**EXCERPTED TEXT:**
Brief Reviews

Dana Gioia – Studying with Miss Bishop [Review]

Studying with Miss BishopA Story of Formation

A Review of

Studying with Miss Bishop:
Memoirs from a Young Writer’s Life
Dana Gioia

Paperback: Paul Dry Books, 2021
Buy Now: [ IndieBound ] [ Amazon ] [ Kindle

Reviewed by Mark Bair

One of the tensions all readers face, whether we are writers or not, is how to have literary heroes and still cultivate our own perspective. We want to connect to communities, but not conform, to be educated but not indoctrinated.

In Studying with Miss Bishop, Dana Gioia invites us into his navigation of the tension. He introduces us to six fascinating people who’ve had a lifelong impact on his literary life. Gioia is a poet of considerable influence himself. His most recent 2017 collection, 99 Poems: New and Selected, won the Poets’ Prize. He served as chairperson of the National Endowment for the Arts from 2003 to 2008, then as Poet Laureate of California from 2015-2018. Studying with Miss Bishop was written to convey gratitude to the mentors who embodied particular passions that Gioia had nearly lost in the course of his academic training in the 1970s.

This delightful collection of memoir essays takes us back nearly fifty years to “a time when people still wrote letters and read newspapers… and many smoked.” Gioia introduces us to Elizabeth Bishop, Robert Fitzgerald, John Cheever, and James Dickey—famous authors—and to his Merchant Marine uncle Ted, and the nearly unknown poet Ronald Perry. Gioia wrote to “give the readers a tangible sense of what it was like to be in their company.” Because Gioia takes us into his experiences with these relationships, his vignettes evoke things that were “caught” more than taught. These profiles remind us that teaching involves a lot more than dispensing knowledge.

Uncle Ted Ortiz died when Dana was six. He has no memories of him, but the family inherited Ted’s extensive library. Because his parents both worked odd hours, he was often alone as an adolescent. The books drew the introverted boy in: “My insatiable appetite for books came mostly from curiosity and pleasure.” Gioia is unapologetic for his continued literary hedonism: “By the time I arrived in college, I had already developed a deep suspicion of all theories of art that did not originate in pleasure.”

**SHORT EXERCISE 1:**
Please write out everything in the review from "One of the tensions" down to "in the 1970s.", keeping every word and mark unchanged.
The review and the records come from unrelated sources.

**AVAILABLE DATA:**
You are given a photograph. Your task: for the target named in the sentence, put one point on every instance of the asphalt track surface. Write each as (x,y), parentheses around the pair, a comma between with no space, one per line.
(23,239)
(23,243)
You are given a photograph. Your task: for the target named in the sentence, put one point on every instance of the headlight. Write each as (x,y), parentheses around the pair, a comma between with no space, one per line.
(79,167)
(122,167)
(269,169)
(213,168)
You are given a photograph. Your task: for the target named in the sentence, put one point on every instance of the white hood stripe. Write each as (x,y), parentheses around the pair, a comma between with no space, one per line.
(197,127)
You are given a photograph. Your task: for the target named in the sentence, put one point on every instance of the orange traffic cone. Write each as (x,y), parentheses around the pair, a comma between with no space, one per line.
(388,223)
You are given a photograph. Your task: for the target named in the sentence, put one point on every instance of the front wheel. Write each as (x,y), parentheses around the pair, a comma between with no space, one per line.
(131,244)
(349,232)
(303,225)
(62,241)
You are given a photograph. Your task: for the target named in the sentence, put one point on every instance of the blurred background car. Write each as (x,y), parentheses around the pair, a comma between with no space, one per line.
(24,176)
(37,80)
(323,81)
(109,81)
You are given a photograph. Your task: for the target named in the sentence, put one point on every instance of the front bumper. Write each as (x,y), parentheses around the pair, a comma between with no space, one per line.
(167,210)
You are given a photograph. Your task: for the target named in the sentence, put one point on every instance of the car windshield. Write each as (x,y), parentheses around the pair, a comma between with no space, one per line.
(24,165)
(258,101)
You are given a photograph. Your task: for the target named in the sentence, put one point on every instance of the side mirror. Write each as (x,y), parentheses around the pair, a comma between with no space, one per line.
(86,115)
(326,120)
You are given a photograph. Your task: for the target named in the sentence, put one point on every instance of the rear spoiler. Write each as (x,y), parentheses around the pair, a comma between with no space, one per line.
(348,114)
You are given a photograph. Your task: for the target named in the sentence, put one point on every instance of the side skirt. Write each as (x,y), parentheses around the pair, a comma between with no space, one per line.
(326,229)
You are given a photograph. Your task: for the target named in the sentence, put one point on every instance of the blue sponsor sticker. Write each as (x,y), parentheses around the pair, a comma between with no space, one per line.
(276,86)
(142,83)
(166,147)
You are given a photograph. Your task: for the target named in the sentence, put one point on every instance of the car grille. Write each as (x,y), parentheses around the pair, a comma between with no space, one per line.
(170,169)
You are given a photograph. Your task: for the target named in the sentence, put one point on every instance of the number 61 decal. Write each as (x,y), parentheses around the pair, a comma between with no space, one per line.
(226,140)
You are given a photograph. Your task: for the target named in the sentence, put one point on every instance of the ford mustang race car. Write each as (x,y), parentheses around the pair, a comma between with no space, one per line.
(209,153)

**SHORT EXERCISE 2:**
How many lines of the records contain the string "front"? Reply with the number alone.

**SOLUTION 1:**
One of the tensions all readers face, whether we are writers or not, is how to have literary heroes and still cultivate our own perspective. We want to connect to communities, but not conform, to be educated but not indoctrinated.

In Studying with Miss Bishop, Dana Gioia invites us into his navigation of the tension. He introduces us to six fascinating people who’ve had a lifelong impact on his literary life. Gioia is a poet of considerable influence himself. His most recent 2017 collection, 99 Poems: New and Selected, won the Poets’ Prize. He served as chairperson of the National Endowment for the Arts from 2003 to 2008, then as Poet Laureate of California from 2015-2018. Studying with Miss Bishop was written to convey gratitude to the mentors who embodied particular passions that Gioia had nearly lost in the course of his academic training in the 1970s.

**SOLUTION 2:**
2